Transcribe the records in full, keeping every character as it is.

» TASK MATERIAL:
>>
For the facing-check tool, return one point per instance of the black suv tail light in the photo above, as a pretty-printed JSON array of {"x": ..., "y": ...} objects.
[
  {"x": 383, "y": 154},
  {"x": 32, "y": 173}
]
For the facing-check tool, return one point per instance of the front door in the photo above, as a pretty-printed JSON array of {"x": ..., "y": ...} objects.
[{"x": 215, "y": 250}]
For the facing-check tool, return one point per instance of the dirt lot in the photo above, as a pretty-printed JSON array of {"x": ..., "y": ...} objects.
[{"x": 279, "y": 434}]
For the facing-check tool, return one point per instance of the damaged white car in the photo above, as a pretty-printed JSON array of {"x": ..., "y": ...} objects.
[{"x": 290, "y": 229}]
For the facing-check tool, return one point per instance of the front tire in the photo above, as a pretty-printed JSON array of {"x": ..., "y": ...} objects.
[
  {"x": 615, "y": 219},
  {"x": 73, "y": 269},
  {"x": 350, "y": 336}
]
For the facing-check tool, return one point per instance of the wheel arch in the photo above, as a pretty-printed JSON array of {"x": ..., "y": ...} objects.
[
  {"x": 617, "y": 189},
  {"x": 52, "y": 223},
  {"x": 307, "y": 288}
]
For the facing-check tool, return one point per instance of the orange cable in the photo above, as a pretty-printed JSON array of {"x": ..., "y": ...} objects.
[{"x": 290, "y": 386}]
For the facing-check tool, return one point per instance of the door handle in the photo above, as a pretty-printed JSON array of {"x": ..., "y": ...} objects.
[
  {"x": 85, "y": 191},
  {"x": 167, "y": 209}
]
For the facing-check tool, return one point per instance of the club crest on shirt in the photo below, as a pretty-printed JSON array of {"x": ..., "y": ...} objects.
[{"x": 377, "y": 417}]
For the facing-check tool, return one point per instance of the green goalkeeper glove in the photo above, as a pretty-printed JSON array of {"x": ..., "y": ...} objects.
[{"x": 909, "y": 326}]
<<
» SOLVED EXERCISE:
For the facing-check tool, return one point per instance of the black suv tail light in the photo above, as a pretty-printed JSON array of {"x": ..., "y": ...} objects.
[
  {"x": 383, "y": 154},
  {"x": 32, "y": 173}
]
For the facing-check tool, return one point per instance of the front door in the photo above, as a pretty-printed JSON array of {"x": ..., "y": ...} objects.
[{"x": 215, "y": 250}]
For the facing-check tool, return one point per instance of the dirt lot in the photo above, as a pretty-printed JSON array of {"x": ..., "y": ...} objects.
[{"x": 279, "y": 434}]
For the facing-check tool, return one point per instance of the damaged white car in the photo above, as a pretty-printed JSON array of {"x": ..., "y": ...} objects.
[{"x": 290, "y": 229}]
For the facing-check tool, return one point per instance of the front tire in the photo above, as a pretty-printed JSON array of {"x": ..., "y": ...} objects.
[
  {"x": 615, "y": 219},
  {"x": 73, "y": 269},
  {"x": 350, "y": 336}
]
For the facing-check tool, return one point per instance of the wheel arch in the photo above, as a pretty-printed JSON array of {"x": ..., "y": ...} objects.
[
  {"x": 617, "y": 189},
  {"x": 52, "y": 223},
  {"x": 307, "y": 288}
]
For the facing-check tool, return one point per instance of the orange cable in the photo above, as a pretty-printed JSON array of {"x": ..., "y": ...} objects.
[{"x": 290, "y": 386}]
For the facing-check tool, return one point per instance of the door handle in the photo above, as a pretty-printed JSON array of {"x": ..., "y": ...} objects.
[
  {"x": 85, "y": 191},
  {"x": 167, "y": 209}
]
For the facing-check tool, return one point per instance of the club crest on shirt in the photo below, as a pretty-printed JSON array of {"x": ..., "y": ...} objects.
[{"x": 377, "y": 417}]
For the facing-check tool, return one point per instance of the green goalkeeper glove in the photo above, as a pretty-printed JSON array of {"x": ..., "y": ...} objects.
[{"x": 909, "y": 326}]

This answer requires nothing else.